┌─ PROVIDED RECORDS

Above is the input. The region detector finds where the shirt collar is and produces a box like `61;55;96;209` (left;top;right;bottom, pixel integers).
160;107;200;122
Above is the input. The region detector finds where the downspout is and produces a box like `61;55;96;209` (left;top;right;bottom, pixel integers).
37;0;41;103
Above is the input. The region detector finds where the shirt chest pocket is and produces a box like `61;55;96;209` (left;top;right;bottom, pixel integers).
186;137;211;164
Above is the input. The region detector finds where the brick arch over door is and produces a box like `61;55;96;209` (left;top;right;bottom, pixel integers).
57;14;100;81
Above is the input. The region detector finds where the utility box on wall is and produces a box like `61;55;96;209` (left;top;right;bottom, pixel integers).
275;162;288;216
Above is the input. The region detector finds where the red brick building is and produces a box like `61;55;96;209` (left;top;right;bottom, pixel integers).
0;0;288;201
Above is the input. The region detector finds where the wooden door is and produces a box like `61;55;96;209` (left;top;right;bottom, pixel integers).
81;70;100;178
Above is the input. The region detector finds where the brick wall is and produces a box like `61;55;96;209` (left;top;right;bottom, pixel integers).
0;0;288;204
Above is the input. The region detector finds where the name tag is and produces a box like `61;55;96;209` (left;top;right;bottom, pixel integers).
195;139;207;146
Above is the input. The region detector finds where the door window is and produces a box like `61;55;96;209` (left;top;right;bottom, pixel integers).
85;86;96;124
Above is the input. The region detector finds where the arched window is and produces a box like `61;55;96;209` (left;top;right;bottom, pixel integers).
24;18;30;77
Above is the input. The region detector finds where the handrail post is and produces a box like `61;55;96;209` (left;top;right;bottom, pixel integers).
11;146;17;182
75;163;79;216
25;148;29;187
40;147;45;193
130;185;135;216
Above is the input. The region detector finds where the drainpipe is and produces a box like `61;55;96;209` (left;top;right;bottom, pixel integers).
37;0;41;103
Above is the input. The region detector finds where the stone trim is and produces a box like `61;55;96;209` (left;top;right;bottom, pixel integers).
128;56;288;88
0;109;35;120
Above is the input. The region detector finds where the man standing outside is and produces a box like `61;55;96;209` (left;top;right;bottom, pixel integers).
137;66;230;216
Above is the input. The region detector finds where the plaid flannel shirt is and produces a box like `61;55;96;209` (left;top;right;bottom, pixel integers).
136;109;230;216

└─

Rewrite everything from the line containing "Above is the input. The region detector finds where the utility" down to the line containing "0;0;288;201" as a two-column CSV with the headers text and answer. Give one row per record, with each field in double quotes and any line breaks replaced by spaces.

text,answer
"Above is the input. The region detector finds where the utility box on wall is and produces a box like `61;55;96;209` (left;top;right;bottom, pixel integers).","275;162;288;216"
"Above is the input. The region detector finds where the red brick building is and produces a box like `61;55;96;209` (left;top;right;bottom, pixel integers).","0;0;288;201"